┌──

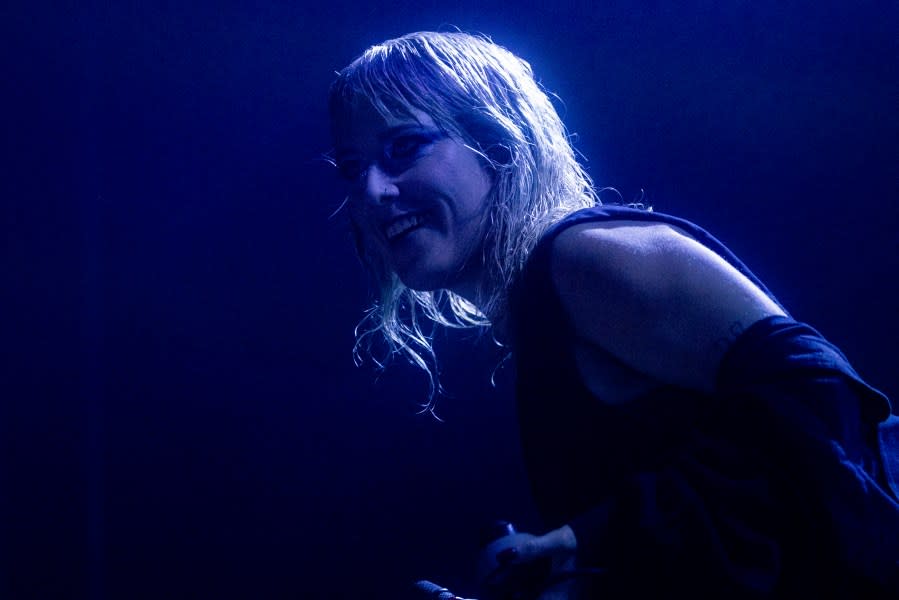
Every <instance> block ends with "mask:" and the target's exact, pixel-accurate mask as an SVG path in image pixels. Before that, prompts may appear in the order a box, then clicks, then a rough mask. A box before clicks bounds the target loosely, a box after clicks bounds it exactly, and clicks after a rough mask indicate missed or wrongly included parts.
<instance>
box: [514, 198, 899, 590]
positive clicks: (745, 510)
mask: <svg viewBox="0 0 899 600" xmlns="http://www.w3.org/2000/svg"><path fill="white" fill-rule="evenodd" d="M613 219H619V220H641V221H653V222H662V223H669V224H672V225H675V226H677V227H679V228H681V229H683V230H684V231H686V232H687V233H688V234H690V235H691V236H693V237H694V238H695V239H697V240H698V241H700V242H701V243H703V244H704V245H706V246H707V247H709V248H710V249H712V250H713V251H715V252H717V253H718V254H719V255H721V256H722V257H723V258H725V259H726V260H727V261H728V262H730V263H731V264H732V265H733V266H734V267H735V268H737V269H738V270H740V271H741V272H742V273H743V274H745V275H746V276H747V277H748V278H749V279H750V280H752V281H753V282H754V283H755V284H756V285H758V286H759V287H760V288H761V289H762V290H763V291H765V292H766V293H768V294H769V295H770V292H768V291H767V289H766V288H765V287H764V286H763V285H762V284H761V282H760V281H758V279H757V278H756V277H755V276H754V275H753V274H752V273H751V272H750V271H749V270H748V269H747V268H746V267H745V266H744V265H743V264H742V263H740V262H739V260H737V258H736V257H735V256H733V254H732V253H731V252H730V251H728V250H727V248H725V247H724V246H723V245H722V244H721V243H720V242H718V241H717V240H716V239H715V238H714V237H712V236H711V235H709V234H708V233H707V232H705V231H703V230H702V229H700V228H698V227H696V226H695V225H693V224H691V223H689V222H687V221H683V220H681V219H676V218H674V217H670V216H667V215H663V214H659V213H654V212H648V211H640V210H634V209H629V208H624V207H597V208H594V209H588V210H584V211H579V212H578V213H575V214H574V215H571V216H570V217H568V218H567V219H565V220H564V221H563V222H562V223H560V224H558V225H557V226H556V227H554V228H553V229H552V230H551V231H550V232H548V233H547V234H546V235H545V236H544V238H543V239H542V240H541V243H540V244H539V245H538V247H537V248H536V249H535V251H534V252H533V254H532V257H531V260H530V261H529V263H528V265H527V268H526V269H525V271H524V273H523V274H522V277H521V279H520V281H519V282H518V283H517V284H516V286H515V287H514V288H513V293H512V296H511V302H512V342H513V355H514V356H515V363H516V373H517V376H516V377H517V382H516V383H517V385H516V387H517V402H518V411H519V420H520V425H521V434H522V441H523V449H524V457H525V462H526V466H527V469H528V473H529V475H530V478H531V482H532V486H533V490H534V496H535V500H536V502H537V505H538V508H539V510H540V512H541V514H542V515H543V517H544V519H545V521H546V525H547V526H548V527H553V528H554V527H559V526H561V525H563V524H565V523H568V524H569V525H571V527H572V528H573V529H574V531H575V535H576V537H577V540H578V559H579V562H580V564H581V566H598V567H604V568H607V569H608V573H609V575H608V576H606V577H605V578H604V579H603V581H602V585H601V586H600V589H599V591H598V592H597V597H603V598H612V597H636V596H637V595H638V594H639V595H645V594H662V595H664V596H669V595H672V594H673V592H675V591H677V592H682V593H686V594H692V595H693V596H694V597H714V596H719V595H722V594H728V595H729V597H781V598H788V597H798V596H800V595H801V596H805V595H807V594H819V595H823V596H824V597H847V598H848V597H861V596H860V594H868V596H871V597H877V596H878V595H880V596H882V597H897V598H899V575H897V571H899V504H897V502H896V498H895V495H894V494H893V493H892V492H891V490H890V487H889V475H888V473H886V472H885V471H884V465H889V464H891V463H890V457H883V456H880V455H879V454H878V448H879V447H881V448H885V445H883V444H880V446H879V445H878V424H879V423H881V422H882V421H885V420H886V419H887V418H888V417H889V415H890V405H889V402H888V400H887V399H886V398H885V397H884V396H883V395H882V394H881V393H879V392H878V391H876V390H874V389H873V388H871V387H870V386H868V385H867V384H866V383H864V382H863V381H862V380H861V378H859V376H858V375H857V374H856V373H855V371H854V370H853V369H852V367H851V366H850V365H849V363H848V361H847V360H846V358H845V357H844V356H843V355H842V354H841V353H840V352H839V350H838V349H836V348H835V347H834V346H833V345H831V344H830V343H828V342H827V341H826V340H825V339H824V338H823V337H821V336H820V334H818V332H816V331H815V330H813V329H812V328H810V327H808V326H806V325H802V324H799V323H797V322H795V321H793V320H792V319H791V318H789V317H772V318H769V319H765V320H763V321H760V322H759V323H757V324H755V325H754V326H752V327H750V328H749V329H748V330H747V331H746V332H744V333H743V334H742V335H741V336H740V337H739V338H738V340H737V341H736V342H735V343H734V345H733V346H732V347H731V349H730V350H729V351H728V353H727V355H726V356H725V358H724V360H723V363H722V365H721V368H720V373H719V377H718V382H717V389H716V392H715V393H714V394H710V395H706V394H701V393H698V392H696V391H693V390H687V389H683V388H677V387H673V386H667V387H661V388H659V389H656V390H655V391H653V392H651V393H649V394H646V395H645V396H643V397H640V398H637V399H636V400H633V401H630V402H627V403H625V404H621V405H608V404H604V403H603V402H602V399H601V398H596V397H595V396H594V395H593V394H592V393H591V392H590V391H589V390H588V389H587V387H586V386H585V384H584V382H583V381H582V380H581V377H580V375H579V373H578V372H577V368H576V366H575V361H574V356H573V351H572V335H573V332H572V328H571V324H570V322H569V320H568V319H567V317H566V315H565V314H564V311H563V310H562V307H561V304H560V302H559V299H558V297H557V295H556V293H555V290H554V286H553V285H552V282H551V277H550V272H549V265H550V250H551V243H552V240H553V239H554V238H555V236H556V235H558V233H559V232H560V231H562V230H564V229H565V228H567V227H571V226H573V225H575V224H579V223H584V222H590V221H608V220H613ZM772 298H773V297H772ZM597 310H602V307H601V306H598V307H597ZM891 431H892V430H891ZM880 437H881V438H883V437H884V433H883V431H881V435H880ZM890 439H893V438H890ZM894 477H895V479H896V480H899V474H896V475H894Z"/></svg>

└──
┌──

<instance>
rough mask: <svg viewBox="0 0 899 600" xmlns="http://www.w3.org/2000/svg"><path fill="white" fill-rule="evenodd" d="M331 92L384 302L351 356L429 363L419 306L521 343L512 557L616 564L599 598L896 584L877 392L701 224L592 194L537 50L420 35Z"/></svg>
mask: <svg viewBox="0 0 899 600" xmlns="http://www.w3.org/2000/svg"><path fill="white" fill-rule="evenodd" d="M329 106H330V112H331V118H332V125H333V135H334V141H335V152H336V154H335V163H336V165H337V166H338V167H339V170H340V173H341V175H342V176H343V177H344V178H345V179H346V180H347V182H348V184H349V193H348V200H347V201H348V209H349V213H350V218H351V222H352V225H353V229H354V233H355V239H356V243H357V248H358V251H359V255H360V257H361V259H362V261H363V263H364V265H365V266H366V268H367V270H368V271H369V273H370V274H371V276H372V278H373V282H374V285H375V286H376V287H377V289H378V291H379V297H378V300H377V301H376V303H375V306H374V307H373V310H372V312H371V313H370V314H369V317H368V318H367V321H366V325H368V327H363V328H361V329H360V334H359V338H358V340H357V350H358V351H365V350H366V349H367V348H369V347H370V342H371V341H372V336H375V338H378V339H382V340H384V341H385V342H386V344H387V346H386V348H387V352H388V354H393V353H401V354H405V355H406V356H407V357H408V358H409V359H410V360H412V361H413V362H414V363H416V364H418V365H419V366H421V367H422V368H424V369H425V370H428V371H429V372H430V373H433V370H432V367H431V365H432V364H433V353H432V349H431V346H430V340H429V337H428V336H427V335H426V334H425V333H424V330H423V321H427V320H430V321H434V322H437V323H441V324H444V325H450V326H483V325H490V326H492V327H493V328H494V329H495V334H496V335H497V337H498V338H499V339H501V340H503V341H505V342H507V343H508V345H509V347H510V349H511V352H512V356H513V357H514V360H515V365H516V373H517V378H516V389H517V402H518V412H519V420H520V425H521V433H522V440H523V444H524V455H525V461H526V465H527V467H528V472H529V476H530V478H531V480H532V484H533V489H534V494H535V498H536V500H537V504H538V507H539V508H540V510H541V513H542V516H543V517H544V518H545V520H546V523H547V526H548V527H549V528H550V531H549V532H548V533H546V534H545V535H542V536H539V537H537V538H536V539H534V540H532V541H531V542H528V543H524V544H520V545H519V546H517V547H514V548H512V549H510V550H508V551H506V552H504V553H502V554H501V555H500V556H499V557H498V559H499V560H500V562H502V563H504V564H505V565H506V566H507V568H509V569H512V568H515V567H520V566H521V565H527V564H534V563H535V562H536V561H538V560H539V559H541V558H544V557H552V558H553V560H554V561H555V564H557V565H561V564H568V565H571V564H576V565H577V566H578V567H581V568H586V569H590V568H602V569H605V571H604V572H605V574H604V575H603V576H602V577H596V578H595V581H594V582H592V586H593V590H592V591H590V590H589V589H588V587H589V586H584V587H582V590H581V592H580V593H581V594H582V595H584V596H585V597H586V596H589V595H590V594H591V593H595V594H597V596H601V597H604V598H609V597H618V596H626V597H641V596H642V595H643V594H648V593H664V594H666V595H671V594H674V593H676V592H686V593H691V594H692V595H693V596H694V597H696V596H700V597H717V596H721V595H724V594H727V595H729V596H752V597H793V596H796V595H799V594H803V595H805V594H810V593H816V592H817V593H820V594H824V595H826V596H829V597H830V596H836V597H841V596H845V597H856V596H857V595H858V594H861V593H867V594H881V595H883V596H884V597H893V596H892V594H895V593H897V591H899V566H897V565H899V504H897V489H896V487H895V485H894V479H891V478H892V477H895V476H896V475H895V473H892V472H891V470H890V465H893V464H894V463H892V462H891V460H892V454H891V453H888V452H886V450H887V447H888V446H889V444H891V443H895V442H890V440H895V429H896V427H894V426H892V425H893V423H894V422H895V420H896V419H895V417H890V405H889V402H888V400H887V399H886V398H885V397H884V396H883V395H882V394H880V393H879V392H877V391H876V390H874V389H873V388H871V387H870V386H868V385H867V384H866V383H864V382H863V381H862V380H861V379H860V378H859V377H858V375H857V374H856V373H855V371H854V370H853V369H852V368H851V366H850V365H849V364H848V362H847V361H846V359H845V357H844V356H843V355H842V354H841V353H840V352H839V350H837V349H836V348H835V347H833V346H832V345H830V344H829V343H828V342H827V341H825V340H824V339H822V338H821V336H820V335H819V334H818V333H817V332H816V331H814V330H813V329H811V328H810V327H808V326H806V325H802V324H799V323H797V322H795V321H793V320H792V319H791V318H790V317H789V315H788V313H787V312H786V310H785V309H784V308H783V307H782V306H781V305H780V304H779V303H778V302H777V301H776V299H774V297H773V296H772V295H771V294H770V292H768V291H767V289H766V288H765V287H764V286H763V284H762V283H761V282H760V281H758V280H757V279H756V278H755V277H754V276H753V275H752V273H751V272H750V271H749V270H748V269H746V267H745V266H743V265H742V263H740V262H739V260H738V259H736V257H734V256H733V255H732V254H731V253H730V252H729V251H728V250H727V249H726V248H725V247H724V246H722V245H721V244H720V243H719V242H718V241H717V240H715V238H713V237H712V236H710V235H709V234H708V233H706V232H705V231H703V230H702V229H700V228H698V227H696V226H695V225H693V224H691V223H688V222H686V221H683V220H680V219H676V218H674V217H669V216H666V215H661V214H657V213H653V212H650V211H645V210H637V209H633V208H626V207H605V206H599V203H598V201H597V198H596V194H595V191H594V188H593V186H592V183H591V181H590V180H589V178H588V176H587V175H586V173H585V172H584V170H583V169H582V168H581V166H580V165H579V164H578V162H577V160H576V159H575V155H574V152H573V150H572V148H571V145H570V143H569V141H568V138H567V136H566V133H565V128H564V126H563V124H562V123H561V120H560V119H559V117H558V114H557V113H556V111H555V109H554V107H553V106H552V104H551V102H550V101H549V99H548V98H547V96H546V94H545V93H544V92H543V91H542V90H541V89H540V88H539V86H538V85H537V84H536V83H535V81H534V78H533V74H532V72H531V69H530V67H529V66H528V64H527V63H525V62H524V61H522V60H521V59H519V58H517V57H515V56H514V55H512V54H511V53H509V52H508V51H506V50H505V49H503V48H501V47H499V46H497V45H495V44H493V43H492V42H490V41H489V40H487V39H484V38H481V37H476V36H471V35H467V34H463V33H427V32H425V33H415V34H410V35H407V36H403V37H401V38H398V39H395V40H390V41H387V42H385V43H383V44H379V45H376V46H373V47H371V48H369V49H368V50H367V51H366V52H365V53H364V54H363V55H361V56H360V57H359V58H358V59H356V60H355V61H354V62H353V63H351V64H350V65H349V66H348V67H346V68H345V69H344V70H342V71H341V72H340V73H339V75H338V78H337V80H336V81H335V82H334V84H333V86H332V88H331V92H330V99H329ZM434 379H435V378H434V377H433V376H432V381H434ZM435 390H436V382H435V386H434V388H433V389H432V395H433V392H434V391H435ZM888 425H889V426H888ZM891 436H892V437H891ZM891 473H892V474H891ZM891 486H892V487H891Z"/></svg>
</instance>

└──

Your assignment: Only the lines above starting at the one containing "Every <instance> block" and ending at the one containing "box: [514, 198, 899, 590]", both included, are to be returned, exactly as they read.

Answer area:
Every <instance> block ends with "mask:" and the target's exact, pixel-accurate mask as an SVG path in image pixels. Before that, prompts may appear in the order a box, then clicks, then a rough mask. A box before clicks bounds the target loosely, a box after clicks bounds it exactly, and clicks after a rough mask indicate missed or wrongly included parts.
<instance>
box: [514, 198, 899, 590]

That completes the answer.